=== 抜粋 ===

お金持ちが高いところに住むのは、江戸時代に理由があった!?
歴史的、地理的にみても標高の高いところは地価が高く、お屋敷と呼ばれる住宅が多い傾向にあります。
同じ地域の住宅街でも高台とそうでないとでは、豪邸率が高いのは高台です。では、どうしてお金持ちは高いところに住む傾向にあるのでしょうか?
その理由は、江戸時代を見ていくとわかります。
江戸時代の高い場所は偉い人が住む場所
お城の高いところにいるのは身分の高い人です。
江戸時代、都心部の土地は江戸城を別にすると3種類しかありませんでした。
当時、身分や階級によっての住み分けによるもので武家地、寺社地、町屋の3種類がありました。現在の品川のあたりは、江戸時代では郊外で農地となるようです。
このような住み分けとなれば、身分の高い人は高い場所に住むことになります。

===

#### 課題:
- 1) 高台と江戸時代の身分についての抜粋によると、江戸時代の都心部の土地は、江戸城を別にするとどの3種類でしたか。
- 2) 高台と江戸時代の身分についての抜粋を、最後の文の後から引き継いで書き進めてください。

=== データ ===

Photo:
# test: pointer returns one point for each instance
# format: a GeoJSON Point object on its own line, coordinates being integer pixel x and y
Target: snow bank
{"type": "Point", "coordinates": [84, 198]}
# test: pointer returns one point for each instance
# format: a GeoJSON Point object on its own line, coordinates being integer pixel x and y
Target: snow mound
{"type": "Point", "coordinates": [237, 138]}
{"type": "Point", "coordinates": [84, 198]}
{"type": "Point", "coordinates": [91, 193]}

===

#### 解答:
- 1) 武家地、寺社地、町屋の3種類です。

- 2)
川沿いの湿っぽい場所よりは、カラッとした高台の方が快適な住環境が得られます。また、高台からの眺めはもちろん、日当たりも良いでしょうし、高いところから下々を見下ろすのはこれまた一興でしょう。
城郭の観点からも、高い方が守りに適しており、攻めにくいのです。
当然、江戸時代に高台の一等地に住んでいたのは特権階級である武士で、その次の小高い所に住んでいたのは、寺社などに属していた階級の人たちです。それより低い土地に町屋と農地が広がっていました。
高い場所に広い土地、だから高い場所はお屋敷になる!
品川区の島津山を歩いてみると、坂を上るほどに住宅の規模が大きくなるのが分かります。江戸時代、武士や大名が住んでいた高台は高いだけではなく、広い場所でもありました。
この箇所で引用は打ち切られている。